## DATA FOR THE TASK:
▬▬▬

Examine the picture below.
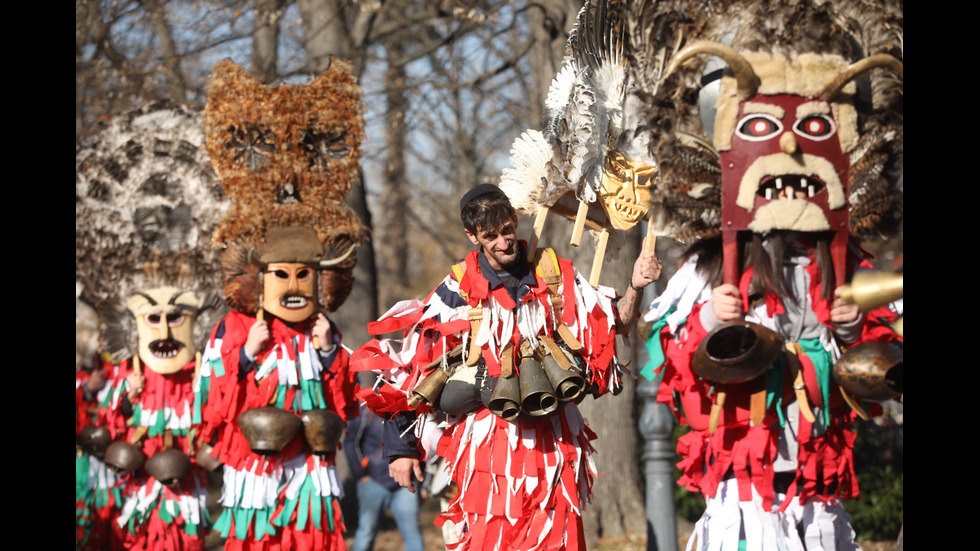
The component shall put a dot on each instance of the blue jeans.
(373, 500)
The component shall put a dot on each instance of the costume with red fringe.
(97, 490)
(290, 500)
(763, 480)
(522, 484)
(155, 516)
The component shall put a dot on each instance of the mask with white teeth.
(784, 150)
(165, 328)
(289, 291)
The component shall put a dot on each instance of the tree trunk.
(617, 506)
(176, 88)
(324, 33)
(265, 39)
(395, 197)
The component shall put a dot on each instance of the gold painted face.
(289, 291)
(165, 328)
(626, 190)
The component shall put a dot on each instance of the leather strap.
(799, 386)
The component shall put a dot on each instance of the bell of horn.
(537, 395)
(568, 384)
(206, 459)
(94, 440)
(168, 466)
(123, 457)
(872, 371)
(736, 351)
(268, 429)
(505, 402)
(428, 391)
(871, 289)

▬▬▬

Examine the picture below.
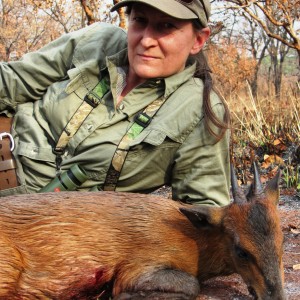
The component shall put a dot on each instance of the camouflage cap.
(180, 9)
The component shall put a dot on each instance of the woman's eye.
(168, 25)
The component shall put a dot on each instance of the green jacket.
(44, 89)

▬▬▬

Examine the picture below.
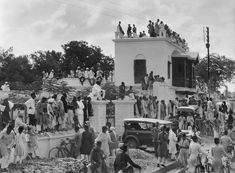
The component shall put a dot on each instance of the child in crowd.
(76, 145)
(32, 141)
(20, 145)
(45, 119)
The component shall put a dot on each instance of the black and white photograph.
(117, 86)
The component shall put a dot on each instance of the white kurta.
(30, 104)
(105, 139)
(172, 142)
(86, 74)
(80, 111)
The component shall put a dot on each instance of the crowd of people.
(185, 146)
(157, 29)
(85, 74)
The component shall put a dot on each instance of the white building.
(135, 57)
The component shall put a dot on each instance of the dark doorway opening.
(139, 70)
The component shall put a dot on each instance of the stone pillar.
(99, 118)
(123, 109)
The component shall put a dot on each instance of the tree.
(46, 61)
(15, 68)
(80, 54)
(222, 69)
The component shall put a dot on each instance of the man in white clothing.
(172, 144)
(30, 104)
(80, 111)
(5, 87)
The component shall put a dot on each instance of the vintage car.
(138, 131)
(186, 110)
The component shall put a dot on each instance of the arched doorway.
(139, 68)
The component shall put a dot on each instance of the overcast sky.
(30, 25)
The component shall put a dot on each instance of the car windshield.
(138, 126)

▬▬▬

## WHAT TO WORK ON:
List each line in the rows above that contains the string "with", reproducing every such line in full.

## EXERCISE RESPONSE:
The component shall put a dot on each instance of the costume with red fringe.
The component shall put a dot on each instance of the mask with white teeth.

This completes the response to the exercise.